# OK, which two of you did this to each other !



## Hien (Oct 20, 2019)

https://www.ebay.com/bfl/viewbids/1...29&rt=nc&_trksid=p2047675.l2565&showauto=true


----------



## Guldal (Oct 21, 2019)

We hope the flower lives up to expectations - at least it seems to have a pretty good pedigree? But, Hien, I consider you the better judge of that!


----------



## mrhappyrotter (Oct 21, 2019)

I had it on my watchlist, not because I had any intent on buying it, I was just curious to see how much it would sell for and that's my methodology for tracking it. I was absolutely not expecting it to go anywhere near that high, and I'm sort of at a loss to understand why it was worth that much.


----------



## troy (Oct 21, 2019)

It is worth that much because that is what somebody is willing to pay for it... to that person of course


----------



## Hien (Oct 21, 2019)

mrhappyrotter said:


> I had it on my watchlist, not because I had any intent on buying it, I was just curious to see how much it would sell for and that's my methodology for tracking it. I was absolutely not expecting it to go anywhere near that high, and I'm sort of at a loss to understand why it was worth that much.

**Input material**
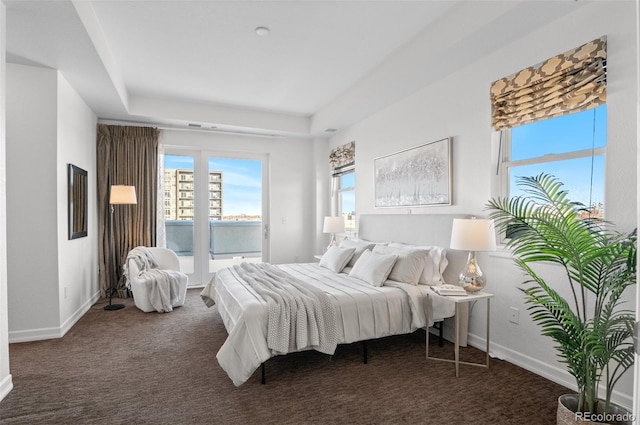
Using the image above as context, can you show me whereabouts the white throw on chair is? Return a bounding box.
[125,247,189,313]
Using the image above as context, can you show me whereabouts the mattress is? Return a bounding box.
[201,263,455,386]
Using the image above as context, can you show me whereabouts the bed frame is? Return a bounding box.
[261,214,468,385]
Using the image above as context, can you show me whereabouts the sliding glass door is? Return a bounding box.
[163,149,269,286]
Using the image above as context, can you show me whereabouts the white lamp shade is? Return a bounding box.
[322,217,344,233]
[109,185,138,204]
[450,218,496,251]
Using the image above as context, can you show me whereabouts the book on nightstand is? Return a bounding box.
[431,283,467,297]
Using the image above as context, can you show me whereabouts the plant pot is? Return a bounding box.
[556,394,633,425]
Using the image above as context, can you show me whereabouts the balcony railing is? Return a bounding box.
[165,220,262,259]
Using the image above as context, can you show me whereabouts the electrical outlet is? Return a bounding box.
[509,307,520,325]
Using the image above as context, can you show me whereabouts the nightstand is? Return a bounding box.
[425,291,493,377]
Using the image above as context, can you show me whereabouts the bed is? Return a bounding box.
[201,215,466,386]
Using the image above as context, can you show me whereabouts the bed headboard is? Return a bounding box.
[358,214,468,283]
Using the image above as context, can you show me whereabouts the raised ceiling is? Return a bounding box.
[4,0,584,136]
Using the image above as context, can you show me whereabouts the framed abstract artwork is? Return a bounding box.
[373,137,452,207]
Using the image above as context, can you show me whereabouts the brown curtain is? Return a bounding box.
[97,124,159,297]
[491,37,607,130]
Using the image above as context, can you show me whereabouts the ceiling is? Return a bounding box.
[4,0,584,137]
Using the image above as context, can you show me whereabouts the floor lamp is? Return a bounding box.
[104,185,137,310]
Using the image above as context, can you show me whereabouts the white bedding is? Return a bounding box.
[201,263,455,386]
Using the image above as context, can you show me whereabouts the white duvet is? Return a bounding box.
[201,263,455,386]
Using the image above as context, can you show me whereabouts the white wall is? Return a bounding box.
[0,2,13,400]
[7,64,99,342]
[329,2,638,407]
[162,130,316,264]
[57,75,100,334]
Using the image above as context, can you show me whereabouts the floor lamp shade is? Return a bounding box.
[104,185,138,310]
[450,218,496,292]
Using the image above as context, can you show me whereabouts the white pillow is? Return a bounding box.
[320,245,355,273]
[389,242,449,286]
[372,245,428,285]
[339,239,375,267]
[349,249,398,286]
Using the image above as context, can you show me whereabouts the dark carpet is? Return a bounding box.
[0,289,567,425]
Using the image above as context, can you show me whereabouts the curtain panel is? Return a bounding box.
[329,141,356,177]
[97,124,159,297]
[490,36,607,131]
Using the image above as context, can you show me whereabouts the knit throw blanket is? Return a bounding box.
[123,246,180,313]
[233,263,337,354]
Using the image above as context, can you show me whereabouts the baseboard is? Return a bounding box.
[0,374,13,401]
[9,292,100,344]
[468,334,633,410]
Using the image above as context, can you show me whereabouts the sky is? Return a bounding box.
[164,155,262,216]
[510,105,607,205]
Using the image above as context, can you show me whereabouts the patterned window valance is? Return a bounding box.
[491,36,607,130]
[329,141,356,177]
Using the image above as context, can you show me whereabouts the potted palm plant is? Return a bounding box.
[487,174,637,423]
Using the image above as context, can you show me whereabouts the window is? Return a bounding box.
[333,169,356,236]
[501,104,607,218]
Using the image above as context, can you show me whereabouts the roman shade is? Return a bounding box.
[329,141,356,177]
[490,36,607,130]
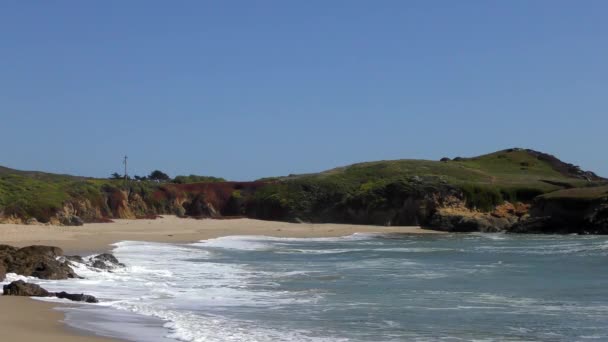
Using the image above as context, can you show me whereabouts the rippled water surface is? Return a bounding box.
[4,234,608,341]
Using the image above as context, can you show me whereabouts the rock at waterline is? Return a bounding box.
[89,253,125,270]
[3,280,99,303]
[3,280,51,297]
[0,245,77,280]
[55,291,99,303]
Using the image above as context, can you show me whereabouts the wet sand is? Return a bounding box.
[0,216,441,342]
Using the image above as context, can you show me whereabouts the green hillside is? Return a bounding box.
[0,149,608,224]
[252,149,605,221]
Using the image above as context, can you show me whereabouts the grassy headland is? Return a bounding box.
[0,149,608,234]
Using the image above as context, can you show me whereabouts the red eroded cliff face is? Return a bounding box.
[152,182,267,217]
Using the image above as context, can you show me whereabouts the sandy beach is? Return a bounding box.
[0,216,441,342]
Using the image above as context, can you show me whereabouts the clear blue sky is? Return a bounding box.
[0,0,608,180]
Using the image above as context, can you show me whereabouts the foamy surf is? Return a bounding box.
[7,234,608,342]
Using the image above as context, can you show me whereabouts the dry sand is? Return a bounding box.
[0,216,440,342]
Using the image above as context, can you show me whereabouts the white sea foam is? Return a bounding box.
[5,234,608,342]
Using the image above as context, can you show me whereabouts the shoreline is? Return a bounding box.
[0,215,445,342]
[0,215,446,255]
[0,296,120,342]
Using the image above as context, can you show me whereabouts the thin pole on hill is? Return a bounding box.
[122,156,129,186]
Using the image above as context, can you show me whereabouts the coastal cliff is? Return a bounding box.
[0,149,608,234]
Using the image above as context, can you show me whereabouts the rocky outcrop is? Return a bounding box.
[3,280,51,297]
[509,197,608,234]
[0,245,77,279]
[427,196,529,233]
[0,245,125,303]
[3,280,99,303]
[54,292,99,303]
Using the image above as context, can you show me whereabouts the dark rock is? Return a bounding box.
[429,212,517,233]
[6,246,76,279]
[61,215,84,226]
[4,280,51,297]
[509,216,556,234]
[55,292,99,303]
[65,255,85,264]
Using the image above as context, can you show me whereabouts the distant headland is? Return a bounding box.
[0,148,608,234]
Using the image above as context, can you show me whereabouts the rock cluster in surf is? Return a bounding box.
[0,245,125,303]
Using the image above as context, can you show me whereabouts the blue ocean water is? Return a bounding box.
[4,234,608,341]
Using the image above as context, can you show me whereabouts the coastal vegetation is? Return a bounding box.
[0,149,608,234]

**Task instructions**
- 1) Say whether each statement agrees with the thread, answering yes or no and quoting the deciding words: (a) mrhappyrotter kept the item on a watchlist with the intent of buying it; (b) troy says it is worth that much because somebody is willing to pay that for it; (c) Guldal's post is dated Oct 20, 2019.
- 2) Copy out the part of the records that opens with the line containing "hillside is? Return a bounding box." and closes with the line containing "[152,182,267,217]", both lines included.

**Solutions to the tasks**
- 1)
(a) No: "not because I had any intent on buying it"
(b) Yes: "It is worth that much because that is what somebody is willing to pay for it"
(c) No: "Guldal (Oct 21, 2019)"

- 2)
Using the image above as context, can you show me whereabouts the green hillside is? Return a bounding box.
[0,149,608,224]
[252,149,605,221]
Using the image above as context, can you show me whereabouts the grassy headland is? Return a bounding box.
[0,149,608,234]
Using the image above as context, can you show me whereabouts the red eroded cliff face is? Return a bounding box.
[152,182,267,217]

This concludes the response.